-- Opening Marker --

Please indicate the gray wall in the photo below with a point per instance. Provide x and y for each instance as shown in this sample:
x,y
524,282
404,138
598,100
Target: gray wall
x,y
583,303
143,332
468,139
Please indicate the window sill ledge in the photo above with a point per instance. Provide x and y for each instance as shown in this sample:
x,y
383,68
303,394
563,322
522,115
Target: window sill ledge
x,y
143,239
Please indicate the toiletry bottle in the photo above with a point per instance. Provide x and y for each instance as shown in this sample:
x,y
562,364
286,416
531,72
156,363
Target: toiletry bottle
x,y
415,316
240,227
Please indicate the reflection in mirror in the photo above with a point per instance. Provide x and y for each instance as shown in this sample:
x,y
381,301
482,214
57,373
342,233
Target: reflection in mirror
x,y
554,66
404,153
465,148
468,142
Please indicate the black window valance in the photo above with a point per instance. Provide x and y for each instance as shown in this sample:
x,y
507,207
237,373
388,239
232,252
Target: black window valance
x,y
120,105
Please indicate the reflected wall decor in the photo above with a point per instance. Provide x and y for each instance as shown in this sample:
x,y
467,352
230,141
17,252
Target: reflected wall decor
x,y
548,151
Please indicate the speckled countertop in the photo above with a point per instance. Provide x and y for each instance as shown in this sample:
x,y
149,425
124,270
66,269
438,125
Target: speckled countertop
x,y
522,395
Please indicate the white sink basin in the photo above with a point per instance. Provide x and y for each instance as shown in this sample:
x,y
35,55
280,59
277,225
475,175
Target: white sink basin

-- Closing Marker --

Pull out all lines from the entries above in which the word "this" appears.

Please indicate the gray wall in the photo below with a point per instance. Provide x and y for each instance as shown in this sample:
Please indicate the window sill ledge in the photo above with a point per instance. Provide x and y for each instance as shown in this sample:
Please indicate the toiletry bottle in the photo above with a point per instance. Provide x and y for each instance as shown in this sample:
Please indicate the reflection in mirror in the photo above with a point per instance. Provide x and y for each instance as shown in this sample:
Please indicate the black window valance in the photo above with a point per instance. Provide x and y for each instance as shown in this sample:
Please indicate the reflected wall decor in the photo above with a point per instance. Provide x and y for each instance as shown in this sample:
Please indicate the speckled countertop in the photo above with a point per instance. Provide x and y for each instance as shown in this sample:
Please indicate the white sink basin in the photo above with a point per instance. Provide x and y for each instance as shown in this sample:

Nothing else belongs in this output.